It has also been proposed that Vitamin D may influence gastric emptying time . At the fourth hour of a gastric emptying test (GET), every unit increase in 25-OH Vitamin D was associated with significant improvement in GET measures, when diabetic and idiopathic GP groups were combined. Within the idiopathic GP group, higher Vit B6 levels were related to significantly increased gastric emptying measures at the first hour GET, and less strongly at the second and fourth GET hours. More research is needed to examine the impact of nutritional deficiencies on ENS function and pathophysiology.
When traditional and herbal therapies have failed, some patients may find symptomatic relief from medical use of cannabis. Approximately 1/3 of patients with chronic nausea/vomiting actively use cannabinoids for their GP; they are usually younger with more severe, refractory symptoms . CB1 and CB2 are classic receptors distributed throughout the CNS, enteric neurons as well as nerve fibers, and terminals of the ENS. CB1 is specifically seen throughout the gut wall, which may explain some patients’ response to cannabis treatment for GI related problems. Currently, the FDA has approved the synthetic non-selective cannabinoid agonist, dronabinol, in liquid and capsule forms for the treatment of anorexia and weight loss in AIDS, and for nausea and vomiting associated with chemotherapy, in patients who have not responded to conventional antiemetics . Extraordinary case reports of off label use of cannabis-related products, like dronabinol fuel enthusiasm, as in the case of a woman with severe intestinal dysmotility, allowing her to maintain oral nutritional status after eight years of unsuccessful symptom management through conventional methods . This observation is countered by the observation that dronabinol delays gastric emptying in humans , and a study of IBS patients that found no significant effect of dronabinol on gastric, small bowel or colonic transit time as measured by radioscintigraphy .

Task objective | Write out the part of the gastroparesis text that starts with "It has also" and goes on through "function and pathophysiology.", copying it word for word.

Stored data |
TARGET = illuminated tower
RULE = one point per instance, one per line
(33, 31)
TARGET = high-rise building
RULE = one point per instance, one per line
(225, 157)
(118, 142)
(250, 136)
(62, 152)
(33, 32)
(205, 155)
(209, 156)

Result of the exercise |
It has also been proposed that Vitamin D may influence gastric emptying time . At the fourth hour of a gastric emptying test (GET), every unit increase in 25-OH Vitamin D was associated with significant improvement in GET measures, when diabetic and idiopathic GP groups were combined. Within the idiopathic GP group, higher Vit B6 levels were related to significantly increased gastric emptying measures at the first hour GET, and less strongly at the second and fourth GET hours. More research is needed to examine the impact of nutritional deficiencies on ENS function and pathophysiology.